Reproduce the geoengineering post below word for word, from its title through its final heading.

==== Document excerpt ====

Geoengineering: a hard blow
In a former post I mentioned several ideas that had come forth as potential ways to deal with global warming. I had my doubts about some of these propositions, and these doubts were recently confirmed when I read an article in French newspaper Le Figaro. The article relates a meeting of dozens of geoengineering specialists that occured recently in San Francisco, which conclusion was that geoengineering would not be able to provide efficient ways to mitigate global warming in a near future, if at all. Here is a short overview of these methods, and the reasons that may hamper their successful use. They can be classified into two categories: Carbon Dioxide Removal (CDR) and Solar Radiation Management (SRM).
Cloud whitening (SRM)
This concept, imagined by Stephan Salter from the University of Edinburgh, consists in spraying seawater in the atmosphere to increase reflectiveness of clouds. The clouds, produced by a fleet of around 1500 unmanned ships, would reflect more radiation from the earth. However, such an operation could have unexpected -and difficult to modelize- effects on oceanic climates and streams.
Covering the deserts with white films (SRM)

==== Data lines ====

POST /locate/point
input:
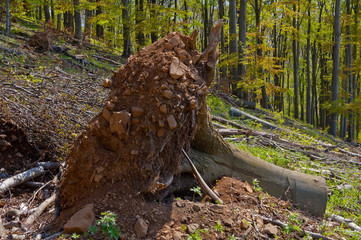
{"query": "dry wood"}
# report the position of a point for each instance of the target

====

§ Response to the exercise:
Geoengineering: a hard blow
In a former post I mentioned several ideas that had come forth as potential ways to deal with global warming. I had my doubts about some of these propositions, and these doubts were recently confirmed when I read an article in French newspaper Le Figaro. The article relates a meeting of dozens of geoengineering specialists that occured recently in San Francisco, which conclusion was that geoengineering would not be able to provide efficient ways to mitigate global warming in a near future, if at all. Here is a short overview of these methods, and the reasons that may hamper their successful use. They can be classified into two categories: Carbon Dioxide Removal (CDR) and Solar Radiation Management (SRM).
Cloud whitening (SRM)
This concept, imagined by Stephan Salter from the University of Edinburgh, consists in spraying seawater in the atmosphere to increase reflectiveness of clouds. The clouds, produced by a fleet of around 1500 unmanned ships, would reflect more radiation from the earth. However, such an operation could have unexpected -and difficult to modelize- effects on oceanic climates and streams.
Covering the deserts with white films (SRM)